+++ Record excerpts

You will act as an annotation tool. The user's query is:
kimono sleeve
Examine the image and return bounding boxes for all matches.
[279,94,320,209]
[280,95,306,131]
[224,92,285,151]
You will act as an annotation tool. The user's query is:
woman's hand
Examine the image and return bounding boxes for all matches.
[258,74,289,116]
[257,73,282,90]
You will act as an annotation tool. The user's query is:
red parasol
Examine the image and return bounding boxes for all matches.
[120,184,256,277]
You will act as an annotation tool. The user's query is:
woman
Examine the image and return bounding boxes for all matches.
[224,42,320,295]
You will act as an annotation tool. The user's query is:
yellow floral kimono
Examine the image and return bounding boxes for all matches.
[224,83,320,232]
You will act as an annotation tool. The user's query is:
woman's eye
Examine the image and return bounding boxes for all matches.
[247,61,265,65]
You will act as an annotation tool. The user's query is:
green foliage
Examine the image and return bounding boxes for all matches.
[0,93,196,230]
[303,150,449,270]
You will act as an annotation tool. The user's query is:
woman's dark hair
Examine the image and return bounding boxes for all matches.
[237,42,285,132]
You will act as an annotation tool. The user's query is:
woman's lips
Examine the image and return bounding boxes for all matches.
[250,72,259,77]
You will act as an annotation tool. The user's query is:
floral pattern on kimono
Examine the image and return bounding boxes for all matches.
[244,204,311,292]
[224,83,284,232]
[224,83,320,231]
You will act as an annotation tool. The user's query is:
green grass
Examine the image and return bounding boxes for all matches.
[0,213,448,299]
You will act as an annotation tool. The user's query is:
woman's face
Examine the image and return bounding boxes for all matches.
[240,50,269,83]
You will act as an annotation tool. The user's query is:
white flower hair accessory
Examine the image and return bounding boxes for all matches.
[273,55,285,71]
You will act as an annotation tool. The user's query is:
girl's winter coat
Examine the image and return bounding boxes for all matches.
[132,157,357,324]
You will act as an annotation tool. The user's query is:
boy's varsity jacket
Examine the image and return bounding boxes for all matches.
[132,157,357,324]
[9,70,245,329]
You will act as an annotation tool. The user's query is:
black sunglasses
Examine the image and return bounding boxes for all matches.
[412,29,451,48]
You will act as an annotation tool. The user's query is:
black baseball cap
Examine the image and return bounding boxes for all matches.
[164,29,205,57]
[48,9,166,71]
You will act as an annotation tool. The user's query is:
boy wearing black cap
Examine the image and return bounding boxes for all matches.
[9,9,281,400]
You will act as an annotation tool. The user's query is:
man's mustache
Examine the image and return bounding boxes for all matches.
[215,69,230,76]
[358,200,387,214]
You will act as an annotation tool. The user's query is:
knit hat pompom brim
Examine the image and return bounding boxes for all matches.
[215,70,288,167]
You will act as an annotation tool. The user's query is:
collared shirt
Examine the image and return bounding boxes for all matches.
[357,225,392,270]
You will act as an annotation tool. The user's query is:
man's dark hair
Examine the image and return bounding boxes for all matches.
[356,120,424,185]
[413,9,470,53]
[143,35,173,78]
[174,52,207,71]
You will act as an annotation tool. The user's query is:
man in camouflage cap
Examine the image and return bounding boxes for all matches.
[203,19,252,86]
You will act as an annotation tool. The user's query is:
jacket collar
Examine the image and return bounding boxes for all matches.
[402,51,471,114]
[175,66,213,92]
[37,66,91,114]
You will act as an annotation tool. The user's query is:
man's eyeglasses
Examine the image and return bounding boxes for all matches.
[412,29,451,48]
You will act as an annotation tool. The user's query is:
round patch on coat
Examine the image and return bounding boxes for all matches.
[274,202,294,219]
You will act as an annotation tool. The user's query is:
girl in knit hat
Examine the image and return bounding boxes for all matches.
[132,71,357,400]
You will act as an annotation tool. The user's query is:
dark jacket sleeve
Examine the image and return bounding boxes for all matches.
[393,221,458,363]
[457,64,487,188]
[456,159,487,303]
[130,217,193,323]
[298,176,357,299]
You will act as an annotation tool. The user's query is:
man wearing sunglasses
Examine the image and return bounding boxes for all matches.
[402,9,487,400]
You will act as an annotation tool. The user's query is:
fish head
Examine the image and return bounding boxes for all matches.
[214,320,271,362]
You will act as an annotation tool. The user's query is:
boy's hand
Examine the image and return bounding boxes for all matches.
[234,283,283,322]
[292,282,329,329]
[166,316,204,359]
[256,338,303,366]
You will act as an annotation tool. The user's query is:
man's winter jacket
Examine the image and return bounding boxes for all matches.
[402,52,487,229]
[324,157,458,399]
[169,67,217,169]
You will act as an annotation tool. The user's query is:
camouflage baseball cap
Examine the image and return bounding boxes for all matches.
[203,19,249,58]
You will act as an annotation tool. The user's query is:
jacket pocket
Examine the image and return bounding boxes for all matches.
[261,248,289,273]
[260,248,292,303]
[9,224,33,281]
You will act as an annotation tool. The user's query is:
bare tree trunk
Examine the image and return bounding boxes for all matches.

++++++

- Problem description -
Search the entries for the word "sunglasses" and pick out every line that holds it.

- Solution for this exercise -
black sunglasses
man wearing sunglasses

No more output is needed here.